## Data entries
◆ ◆ ◆ ◆ ◆

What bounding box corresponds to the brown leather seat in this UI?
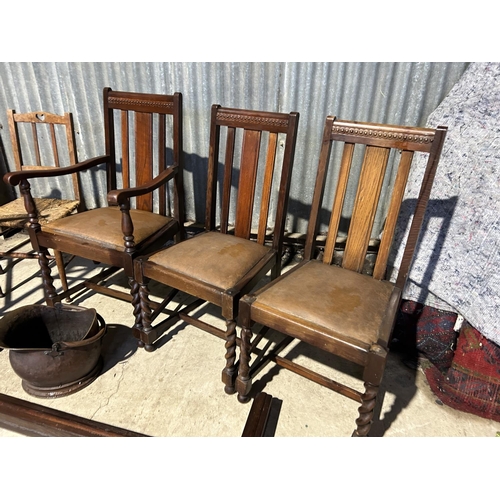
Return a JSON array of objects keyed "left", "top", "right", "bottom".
[
  {"left": 0, "top": 109, "right": 85, "bottom": 296},
  {"left": 236, "top": 116, "right": 446, "bottom": 436},
  {"left": 134, "top": 105, "right": 298, "bottom": 393},
  {"left": 44, "top": 207, "right": 172, "bottom": 252},
  {"left": 252, "top": 260, "right": 397, "bottom": 350}
]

◆ ◆ ◆ ◆ ◆

## Job
Copy the lines above word for word, leaving out the pictures.

## Final result
What bounding box corresponds to the brown leather seat in this UI?
Return a JSON array of objects keyed "left", "top", "right", "bottom".
[
  {"left": 0, "top": 109, "right": 85, "bottom": 296},
  {"left": 236, "top": 116, "right": 446, "bottom": 436},
  {"left": 134, "top": 105, "right": 298, "bottom": 393},
  {"left": 44, "top": 207, "right": 172, "bottom": 252},
  {"left": 252, "top": 260, "right": 397, "bottom": 350}
]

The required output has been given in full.